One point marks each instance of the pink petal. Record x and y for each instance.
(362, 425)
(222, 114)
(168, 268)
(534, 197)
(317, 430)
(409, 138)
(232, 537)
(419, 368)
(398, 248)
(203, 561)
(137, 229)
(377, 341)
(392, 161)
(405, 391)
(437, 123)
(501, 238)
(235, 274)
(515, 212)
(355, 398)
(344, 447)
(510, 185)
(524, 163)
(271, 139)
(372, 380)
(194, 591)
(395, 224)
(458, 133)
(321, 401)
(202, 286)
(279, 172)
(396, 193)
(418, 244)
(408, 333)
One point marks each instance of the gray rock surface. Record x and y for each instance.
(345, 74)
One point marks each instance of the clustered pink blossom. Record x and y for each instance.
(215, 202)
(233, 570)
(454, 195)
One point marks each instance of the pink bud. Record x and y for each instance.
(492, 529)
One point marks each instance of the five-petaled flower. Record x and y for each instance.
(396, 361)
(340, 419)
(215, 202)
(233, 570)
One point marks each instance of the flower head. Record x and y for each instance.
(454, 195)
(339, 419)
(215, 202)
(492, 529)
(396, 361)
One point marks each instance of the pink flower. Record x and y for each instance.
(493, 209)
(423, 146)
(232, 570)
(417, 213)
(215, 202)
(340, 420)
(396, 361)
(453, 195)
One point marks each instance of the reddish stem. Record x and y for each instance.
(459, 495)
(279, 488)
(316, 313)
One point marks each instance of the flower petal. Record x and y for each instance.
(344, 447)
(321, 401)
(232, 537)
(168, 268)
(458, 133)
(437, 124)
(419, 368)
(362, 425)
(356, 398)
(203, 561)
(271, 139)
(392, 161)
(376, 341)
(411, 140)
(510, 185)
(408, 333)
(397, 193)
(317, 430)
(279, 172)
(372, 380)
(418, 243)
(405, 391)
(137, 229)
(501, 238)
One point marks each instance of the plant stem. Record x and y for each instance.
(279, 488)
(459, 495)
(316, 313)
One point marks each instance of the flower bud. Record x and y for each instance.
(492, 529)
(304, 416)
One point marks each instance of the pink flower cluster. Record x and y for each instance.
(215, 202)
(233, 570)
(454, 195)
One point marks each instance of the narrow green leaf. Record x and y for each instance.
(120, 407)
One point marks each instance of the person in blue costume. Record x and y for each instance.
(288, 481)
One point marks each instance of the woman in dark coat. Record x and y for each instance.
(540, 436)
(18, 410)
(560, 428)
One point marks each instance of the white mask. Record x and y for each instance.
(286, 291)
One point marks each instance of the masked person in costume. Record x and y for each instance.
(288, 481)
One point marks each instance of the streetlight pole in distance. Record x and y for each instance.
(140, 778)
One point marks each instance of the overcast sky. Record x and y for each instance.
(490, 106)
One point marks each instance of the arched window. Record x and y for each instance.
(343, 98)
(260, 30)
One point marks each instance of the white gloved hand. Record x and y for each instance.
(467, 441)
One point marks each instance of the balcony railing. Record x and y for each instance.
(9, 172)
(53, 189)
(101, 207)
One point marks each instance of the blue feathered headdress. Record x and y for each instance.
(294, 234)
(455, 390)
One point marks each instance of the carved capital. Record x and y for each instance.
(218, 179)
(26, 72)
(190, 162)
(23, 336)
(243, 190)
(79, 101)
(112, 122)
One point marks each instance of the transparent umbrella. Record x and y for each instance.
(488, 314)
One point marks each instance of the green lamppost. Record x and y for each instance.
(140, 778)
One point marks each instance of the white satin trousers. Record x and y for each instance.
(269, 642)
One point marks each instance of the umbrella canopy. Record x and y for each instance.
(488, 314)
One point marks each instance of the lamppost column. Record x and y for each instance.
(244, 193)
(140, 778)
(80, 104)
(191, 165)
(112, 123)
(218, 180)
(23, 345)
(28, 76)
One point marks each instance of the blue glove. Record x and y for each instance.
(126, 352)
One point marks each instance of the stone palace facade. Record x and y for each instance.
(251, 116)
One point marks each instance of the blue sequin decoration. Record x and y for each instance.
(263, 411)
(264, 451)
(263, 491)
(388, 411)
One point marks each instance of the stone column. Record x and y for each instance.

**WHAT THE EXERCISE ASKS**
Every record should be repeated exactly; please leave none out.

**TASK OUTPUT**
One point marks each instance of the pink petal. Record x and y for each instance.
(362, 425)
(222, 114)
(168, 268)
(534, 197)
(317, 430)
(409, 138)
(232, 537)
(419, 368)
(398, 248)
(203, 561)
(137, 229)
(377, 341)
(392, 161)
(405, 391)
(437, 123)
(501, 238)
(235, 274)
(515, 212)
(355, 398)
(344, 447)
(510, 185)
(524, 163)
(271, 139)
(372, 380)
(194, 591)
(395, 224)
(458, 133)
(321, 401)
(202, 286)
(279, 172)
(396, 193)
(418, 244)
(408, 333)
One point marks each instance of the gray rock surface. Record x and y for each instance.
(345, 74)
One point marks each instance of the clustered pink blossom. Record x and y for each instance.
(215, 202)
(233, 570)
(454, 195)
One point marks each instance of the pink bud. Record x and y for each instance.
(492, 529)
One point marks each instance of the five-petaled flower. Record x and y for each instance.
(396, 361)
(340, 419)
(215, 202)
(233, 570)
One point marks each instance of the flower head. Record x and y for each instance.
(454, 195)
(339, 419)
(215, 202)
(492, 529)
(396, 361)
One point marks each instance of the pink flower. Record x and y for each instance.
(493, 209)
(423, 146)
(232, 570)
(417, 213)
(215, 202)
(340, 420)
(396, 361)
(453, 195)
One point marks each instance of the reddish stem. Record x and y for each instance.
(459, 495)
(279, 488)
(316, 313)
One point marks each instance of the flower petal. Record x and y for each instance.
(344, 447)
(321, 401)
(232, 537)
(168, 268)
(458, 133)
(437, 124)
(419, 368)
(362, 425)
(356, 398)
(203, 561)
(271, 139)
(392, 161)
(376, 341)
(411, 140)
(510, 185)
(408, 333)
(397, 193)
(317, 430)
(279, 172)
(372, 380)
(418, 243)
(405, 391)
(137, 229)
(501, 238)
One point marks each instance of the plant stem. Record x and y for each instance.
(279, 488)
(459, 495)
(316, 313)
One point marks each instance of the flower bud. Record x and y for each instance.
(492, 529)
(304, 416)
One point marks each instance of the pink flower cluster. Record x and y for each instance.
(215, 202)
(233, 570)
(454, 195)
One point marks each instance of the narrow green leaf. Record x and y for each instance.
(120, 407)
One point marks each instance of the person in blue costume. Record x and y for each instance.
(288, 481)
One point marks each instance of the woman in dark coat. Record x and y for each instance.
(540, 436)
(18, 410)
(560, 428)
One point marks each instance of the white mask. Record x and y for each instance.
(286, 291)
One point marks each instance of the masked person in costume. Record x and y for each instance.
(288, 481)
One point marks each instance of the streetlight pole in distance. Record x and y for each instance.
(140, 778)
One point marks each instance of the overcast sky. Record x and y for each instance.
(490, 106)
One point marks each instance of the arched window. Record x and y for each instance.
(343, 98)
(260, 30)
One point marks each instance of the white gloved hand. Record x and y for each instance.
(467, 441)
One point marks each instance of the balcony railing. Record x and y for each instance.
(9, 172)
(53, 189)
(101, 207)
One point marks each instance of the blue feathered headdress. Record x and y for each instance.
(294, 234)
(455, 390)
One point marks each instance of the carved capital. Record x and y for each instance.
(218, 179)
(26, 72)
(190, 162)
(23, 336)
(243, 190)
(79, 101)
(112, 122)
One point marks each instance of the transparent umbrella. Record x and y for each instance.
(488, 314)
One point marks each instance of the green lamppost. Record x and y for each instance.
(140, 778)
One point marks each instance of the white satin trousers. Record x and y for each instance.
(269, 642)
One point marks each instance of the umbrella canopy. Record x and y for each instance.
(488, 314)
One point marks each instance of the lamppost column. Record x and y for each instance.
(244, 193)
(140, 778)
(80, 104)
(191, 165)
(112, 123)
(218, 180)
(23, 345)
(28, 76)
One point marks each instance of the blue glove. Record x and y for each instance.
(126, 352)
One point marks each instance of the stone palace facade. Record x and y for each instance.
(251, 116)
One point marks each instance of the blue sequin decoration. Record x and y for each instance.
(263, 411)
(264, 451)
(263, 491)
(388, 411)
One point marks each instance of the stone column. Record x and y for each instance.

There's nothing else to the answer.